## PROBLEMS TO SOLVE
A – Translate this sentence from the article on the Maple video-chat service into Spanish: "His controversial service started last November and now operates in seven provinces."
B – Pick up the article on the Maple video-chat service after its last sentence and continue it.

Controversial for-fee service connects Ontario doctors and patients via video chat
Posted: July 10, 2017
(July 10, 2017)
By: Andrew Lupton, CBC News
Critics say Maple only improves doctor access for those who can afford it
Tired of seeing his patients wait hours in an emergency room to see a doctor about a minor ailment or a prescription re-fill, Dr. Brett Belchetz felt there must be a better way.
Now he heads Maple, a service that, for a fee, allows patients to consult with doctors via video chat over the Internet.
His controversial service started last November and now operates in seven provinces.
For fees that start at $49 for a weekday visit, patients can consult with doctors about a number of common ailments, receive a diagnosis, even get a prescription sent to the pharmacy of their choice.
Belchetz sees the service as a way to expand patient access and eliminate necessary and expensive visits to walk-in clinics and emergency rooms.
“I can tell you that about half the people I see in the ER actually aren’t coming in with emergencies but because they have nowhere else to go,” he said. “Canadians are forced to go into crowded walk-in clinics or the emergency room for routine primary care.”
Belchetz believes that for most patient visits, he can give them the diagnosis and treatment they need “without laying a hand on them.”
How it works
Once patients are registered and triaged, they can schedule an “appointment” with a doctor online.

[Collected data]
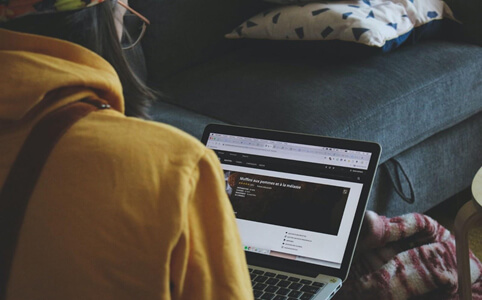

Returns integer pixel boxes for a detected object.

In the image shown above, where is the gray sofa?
[130,0,482,216]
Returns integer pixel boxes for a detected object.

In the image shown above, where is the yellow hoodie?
[0,29,253,300]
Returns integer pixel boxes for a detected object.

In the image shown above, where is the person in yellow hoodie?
[0,0,253,300]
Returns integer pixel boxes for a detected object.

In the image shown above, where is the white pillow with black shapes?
[226,0,454,51]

## TASK ANSWERS
A – Su polémico servicio comenzó el pasado noviembre y ahora opera en siete provincias.

B –
Prices start at $49 for a weekday consultation, and range up to $99 for a consultation after midnight. Annual family memberships that offer unlimited consultation can be had for $580.
Maple doctors treat and diagnose anything on a list of ailments, from a coughs and minor cuts to a urinary tract infection or a sexually transmitted disease, while directing patients with more serious conditions to a walk-in clinic or hospital emergency room.
Belchetz said Maple patients leave happy and that diagnostic accuracy isn’t compromised because its doctors aren’t in the exam room.
“We’re well surpassing what patients get in the hospital system,” he said. “You have the doctor’s undivided attention.”
Belchetz said doctors keep the majority of what patients pay, with Maple collecting a “small fee” for arranging the visit.
Visits aren’t billed through OHIP
The question remains however, how can Maple charge patients for doctor visits in a country where primary patient care is supposed to be provided by a publicly funded healthcare system?
Doctors can only charge the Ontario Health Insurance Plan (OHIP) for doctor visits that happen in person. At the same time, doctors can charge for services that aren’t insurable under the provincial plan.
Belchetz says he’d love to see Maple patients be able to bill OHIP for their visits.
“The government is very specific,” he said. “If you are not seeing a doctor physically in the same room, that it’s not an insured service and they will not pay for it.”
Questions about two-tiered health care
Not everyone is happy with Maple’s business model.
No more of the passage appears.